[BEGIN RECORDS TO PROCESS]

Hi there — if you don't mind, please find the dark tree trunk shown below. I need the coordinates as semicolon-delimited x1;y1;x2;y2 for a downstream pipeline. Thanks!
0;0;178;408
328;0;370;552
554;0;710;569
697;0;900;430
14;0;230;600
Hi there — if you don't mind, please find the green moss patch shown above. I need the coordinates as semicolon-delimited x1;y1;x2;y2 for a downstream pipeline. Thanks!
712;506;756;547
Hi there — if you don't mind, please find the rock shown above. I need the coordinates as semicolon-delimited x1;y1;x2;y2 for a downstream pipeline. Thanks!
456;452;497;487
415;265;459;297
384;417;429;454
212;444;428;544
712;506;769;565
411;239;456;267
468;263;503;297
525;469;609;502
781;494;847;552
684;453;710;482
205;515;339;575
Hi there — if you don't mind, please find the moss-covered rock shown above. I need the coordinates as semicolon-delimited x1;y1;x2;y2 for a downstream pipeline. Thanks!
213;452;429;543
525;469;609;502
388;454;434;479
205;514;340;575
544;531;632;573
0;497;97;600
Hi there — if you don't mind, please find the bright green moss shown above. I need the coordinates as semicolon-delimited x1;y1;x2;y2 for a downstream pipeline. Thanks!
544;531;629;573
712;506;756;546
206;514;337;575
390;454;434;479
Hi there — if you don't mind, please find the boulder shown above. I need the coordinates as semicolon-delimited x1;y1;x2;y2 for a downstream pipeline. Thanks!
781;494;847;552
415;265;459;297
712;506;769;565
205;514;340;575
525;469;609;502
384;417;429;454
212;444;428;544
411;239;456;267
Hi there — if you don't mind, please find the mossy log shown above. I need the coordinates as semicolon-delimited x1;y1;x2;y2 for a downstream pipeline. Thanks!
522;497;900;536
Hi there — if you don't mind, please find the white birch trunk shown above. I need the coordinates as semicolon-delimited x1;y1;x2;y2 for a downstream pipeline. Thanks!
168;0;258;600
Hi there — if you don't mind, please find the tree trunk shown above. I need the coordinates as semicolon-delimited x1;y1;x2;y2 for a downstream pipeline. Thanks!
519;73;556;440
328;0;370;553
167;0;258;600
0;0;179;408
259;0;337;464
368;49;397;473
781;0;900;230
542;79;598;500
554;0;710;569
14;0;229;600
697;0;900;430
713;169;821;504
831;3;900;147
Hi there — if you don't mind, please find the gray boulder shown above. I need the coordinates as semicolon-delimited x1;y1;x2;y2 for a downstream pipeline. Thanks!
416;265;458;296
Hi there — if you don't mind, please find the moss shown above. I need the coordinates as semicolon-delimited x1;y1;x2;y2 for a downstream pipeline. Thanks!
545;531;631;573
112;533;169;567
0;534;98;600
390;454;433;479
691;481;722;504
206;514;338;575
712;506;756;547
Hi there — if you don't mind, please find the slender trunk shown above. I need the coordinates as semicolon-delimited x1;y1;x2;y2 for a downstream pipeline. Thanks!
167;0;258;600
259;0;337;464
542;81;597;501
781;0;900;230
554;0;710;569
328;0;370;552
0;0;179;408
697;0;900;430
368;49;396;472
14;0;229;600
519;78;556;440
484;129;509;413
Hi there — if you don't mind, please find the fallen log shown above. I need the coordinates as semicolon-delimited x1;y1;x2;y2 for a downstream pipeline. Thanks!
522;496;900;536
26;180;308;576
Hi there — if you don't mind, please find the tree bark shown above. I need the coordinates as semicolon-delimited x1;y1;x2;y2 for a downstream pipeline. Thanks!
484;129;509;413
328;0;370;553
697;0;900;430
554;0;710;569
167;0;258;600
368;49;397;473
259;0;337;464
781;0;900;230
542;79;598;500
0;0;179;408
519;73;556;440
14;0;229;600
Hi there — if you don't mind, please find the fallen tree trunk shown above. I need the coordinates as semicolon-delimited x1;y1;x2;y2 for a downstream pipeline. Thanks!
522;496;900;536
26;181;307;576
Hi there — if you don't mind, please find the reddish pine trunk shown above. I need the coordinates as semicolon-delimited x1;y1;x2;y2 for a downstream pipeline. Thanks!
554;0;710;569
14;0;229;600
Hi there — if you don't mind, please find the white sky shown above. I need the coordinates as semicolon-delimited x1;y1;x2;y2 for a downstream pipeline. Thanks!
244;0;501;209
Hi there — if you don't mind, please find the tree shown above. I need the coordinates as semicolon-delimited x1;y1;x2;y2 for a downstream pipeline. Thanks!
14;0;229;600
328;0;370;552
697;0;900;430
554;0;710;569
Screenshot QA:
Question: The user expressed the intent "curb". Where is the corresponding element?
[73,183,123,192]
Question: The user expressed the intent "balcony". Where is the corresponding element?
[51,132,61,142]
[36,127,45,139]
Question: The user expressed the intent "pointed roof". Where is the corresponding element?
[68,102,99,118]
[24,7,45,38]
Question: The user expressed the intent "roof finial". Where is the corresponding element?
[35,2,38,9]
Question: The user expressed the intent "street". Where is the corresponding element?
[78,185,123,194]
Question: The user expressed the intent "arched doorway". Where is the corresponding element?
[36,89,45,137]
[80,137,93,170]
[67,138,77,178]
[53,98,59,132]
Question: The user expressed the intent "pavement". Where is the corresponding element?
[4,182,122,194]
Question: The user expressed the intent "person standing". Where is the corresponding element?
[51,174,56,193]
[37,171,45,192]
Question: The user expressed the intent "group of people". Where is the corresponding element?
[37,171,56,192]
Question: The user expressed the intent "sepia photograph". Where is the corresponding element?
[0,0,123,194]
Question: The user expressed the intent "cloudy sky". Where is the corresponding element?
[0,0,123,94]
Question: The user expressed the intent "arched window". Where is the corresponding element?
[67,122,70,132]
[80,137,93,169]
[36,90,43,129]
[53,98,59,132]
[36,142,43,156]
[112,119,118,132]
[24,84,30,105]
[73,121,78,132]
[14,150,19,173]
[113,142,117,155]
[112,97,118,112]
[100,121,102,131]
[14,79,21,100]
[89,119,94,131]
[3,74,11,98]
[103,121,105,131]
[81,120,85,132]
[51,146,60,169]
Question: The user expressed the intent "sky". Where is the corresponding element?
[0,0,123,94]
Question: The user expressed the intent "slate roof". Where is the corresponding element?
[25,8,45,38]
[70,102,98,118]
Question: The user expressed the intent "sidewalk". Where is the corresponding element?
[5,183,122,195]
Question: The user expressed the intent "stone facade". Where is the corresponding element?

[END RECORDS TO PROCESS]

EXERCISE TASK:
Rewrite all of the entries above as a numbered list, leaving out any blank lines.

COMPLETED EXERCISE:
1. Hi there — if you don't mind, please find the dark tree trunk shown below. I need the coordinates as semicolon-delimited x1;y1;x2;y2 for a downstream pipeline. Thanks!
2. 0;0;178;408
3. 328;0;370;552
4. 554;0;710;569
5. 697;0;900;430
6. 14;0;230;600
7. Hi there — if you don't mind, please find the green moss patch shown above. I need the coordinates as semicolon-delimited x1;y1;x2;y2 for a downstream pipeline. Thanks!
8. 712;506;756;547
9. Hi there — if you don't mind, please find the rock shown above. I need the coordinates as semicolon-delimited x1;y1;x2;y2 for a downstream pipeline. Thanks!
10. 456;452;497;487
11. 415;265;459;297
12. 384;417;429;454
13. 212;444;428;544
14. 712;506;769;565
15. 411;239;456;267
16. 468;263;503;297
17. 525;469;609;502
18. 781;494;847;552
19. 684;453;710;482
20. 205;515;339;575
21. Hi there — if you don't mind, please find the moss-covered rock shown above. I need the coordinates as semicolon-delimited x1;y1;x2;y2 for a downstream pipeline. Thanks!
22. 213;452;429;543
23. 525;469;609;502
24. 388;454;434;479
25. 205;514;340;575
26. 544;531;632;573
27. 0;497;97;600
28. Hi there — if you don't mind, please find the bright green moss shown above. I need the coordinates as semicolon-delimited x1;y1;x2;y2 for a downstream pipeline. Thanks!
29. 544;531;629;573
30. 712;506;756;546
31. 206;514;337;575
32. 390;454;434;479
33. Hi there — if you don't mind, please find the boulder shown above. I need the coordinates as semicolon-delimited x1;y1;x2;y2 for a downstream pipeline. Thanks!
34. 781;494;847;552
35. 415;265;459;297
36. 712;506;769;565
37. 205;514;340;575
38. 525;469;609;502
39. 384;417;429;454
40. 212;444;428;544
41. 411;239;456;267
42. Hi there — if you don't mind, please find the mossy log shown above. I need the coordinates as semicolon-delimited x1;y1;x2;y2 for a downstream pipeline. Thanks!
43. 522;497;900;536
44. Hi there — if you don't mind, please find the white birch trunk shown above. I need the coordinates as semicolon-delimited x1;y1;x2;y2 for a downstream pipeline. Thanks!
45. 168;0;258;600
46. Hi there — if you don't mind, please find the tree trunk shown above. I need the coordinates as semicolon-delimited x1;y1;x2;y2 for a downstream pipeline. Thanks!
47. 519;73;556;440
48. 328;0;370;553
49. 167;0;258;600
50. 0;0;179;408
51. 259;0;337;464
52. 368;49;397;473
53. 781;0;900;230
54. 542;79;598;500
55. 554;0;710;569
56. 14;0;229;600
57. 697;0;900;430
58. 713;169;821;504
59. 831;3;900;147
60. Hi there — if you don't mind, please find the gray boulder shown above. I need the coordinates as semicolon-delimited x1;y1;x2;y2 for a downstream pipeline. Thanks!
61. 416;265;458;296
62. Hi there — if you don't mind, please find the moss shown above. I need the coordinates as semicolon-delimited x1;y1;x2;y2 for a downstream pipeline. Thanks!
63. 545;531;631;573
64. 112;533;169;567
65. 0;534;98;600
66. 390;454;433;479
67. 691;481;722;504
68. 206;514;338;575
69. 712;506;756;547
70. Hi there — if you don't mind, please find the slender trunk shown above. I need the coordinates as semicolon-delimited x1;y1;x2;y2 for a downstream pipeline. Thanks!
71. 167;0;258;600
72. 259;0;337;464
73. 542;81;597;501
74. 781;0;900;230
75. 554;0;710;569
76. 328;0;370;552
77. 0;0;179;408
78. 697;0;900;430
79. 368;49;396;472
80. 14;0;229;600
81. 519;78;556;440
82. 484;129;509;413
83. Hi there — if you don't mind, please find the fallen log shown above. I need the coordinates as semicolon-delimited x1;y1;x2;y2 for a downstream pipeline. Thanks!
84. 522;496;900;536
85. 26;180;308;576
86. Hi there — if you don't mind, please find the tree bark shown above. I need the coordinates as semicolon-delimited x1;y1;x2;y2 for a downstream pipeline. Thanks!
87. 484;129;509;413
88. 328;0;370;553
89. 697;0;900;430
90. 554;0;710;569
91. 167;0;258;600
92. 368;49;397;473
93. 259;0;337;464
94. 781;0;900;230
95. 542;79;598;500
96. 0;0;179;408
97. 519;73;556;440
98. 14;0;229;600
99. Hi there — if you don't mind, please find the fallen tree trunk shown above. I need the coordinates as semicolon-delimited x1;y1;x2;y2 for a downstream pipeline. Thanks!
100. 522;496;900;536
101. 26;181;307;576
102. Hi there — if you don't mind, please find the reddish pine trunk shown above. I need the coordinates as semicolon-delimited x1;y1;x2;y2 for a downstream pipeline. Thanks!
103. 554;0;710;569
104. 14;0;229;600
105. Hi there — if you don't mind, please find the white sky shown above. I need the coordinates as semicolon-delimited x1;y1;x2;y2 for a downstream pipeline. Thanks!
106. 244;0;501;209
107. Hi there — if you don't mind, please find the tree shown above. I need the coordinates as semicolon-delimited x1;y1;x2;y2 for a downstream pipeline. Thanks!
108. 14;0;229;600
109. 328;0;370;552
110. 697;0;900;430
111. 554;0;710;569
112. Screenshot QA:
113. Question: The user expressed the intent "curb". Where is the corresponding element?
114. [73,183,123,192]
115. Question: The user expressed the intent "balcony". Where is the corresponding element?
116. [51,132,61,142]
117. [36,127,45,139]
118. Question: The user expressed the intent "pointed roof". Where is the corresponding element?
119. [68,102,99,118]
120. [24,7,45,38]
121. Question: The user expressed the intent "roof finial". Where is the corresponding element?
122. [35,2,38,9]
123. Question: The user expressed the intent "street". Where is the corresponding element?
124. [78,185,123,194]
125. Question: The user expressed the intent "arched doorway". Where is the corresponding element?
126. [36,89,45,137]
127. [80,137,93,170]
128. [67,138,77,178]
129. [53,98,59,132]
130. Question: The user expressed the intent "pavement". Where is the corresponding element?
131. [4,182,122,194]
132. Question: The user expressed the intent "person standing". Where is the corresponding element?
133. [51,174,56,193]
134. [37,171,45,192]
135. Question: The user expressed the intent "group of people". Where is the corresponding element?
136. [37,171,56,192]
137. Question: The user expressed the intent "sepia photograph". Where is the corresponding element?
138. [0,0,123,194]
139. Question: The user expressed the intent "cloudy sky". Where is the corresponding element?
140. [0,0,123,94]
141. Question: The user expressed the intent "arched window". Where is the corresponding element?
142. [67,122,70,132]
143. [80,137,93,169]
144. [36,90,43,129]
145. [53,98,59,132]
146. [36,142,43,156]
147. [112,119,118,132]
148. [24,84,30,105]
149. [73,121,78,132]
150. [14,150,19,173]
151. [113,142,117,155]
152. [112,97,118,112]
153. [100,121,102,131]
154. [14,79,21,100]
155. [89,119,94,131]
156. [3,74,11,98]
157. [103,121,105,131]
158. [81,120,85,132]
159. [51,146,60,169]
160. Question: The user expressed the intent "sky". Where is the corresponding element?
161. [0,0,123,94]
162. Question: The user expressed the intent "slate roof". Where is the corresponding element?
163. [25,8,45,38]
164. [70,102,98,118]
165. Question: The user expressed the intent "sidewalk". Where is the corresponding element?
166. [5,183,122,195]
167. Question: The user expressed the intent "stone facade". Where is the corresponding element?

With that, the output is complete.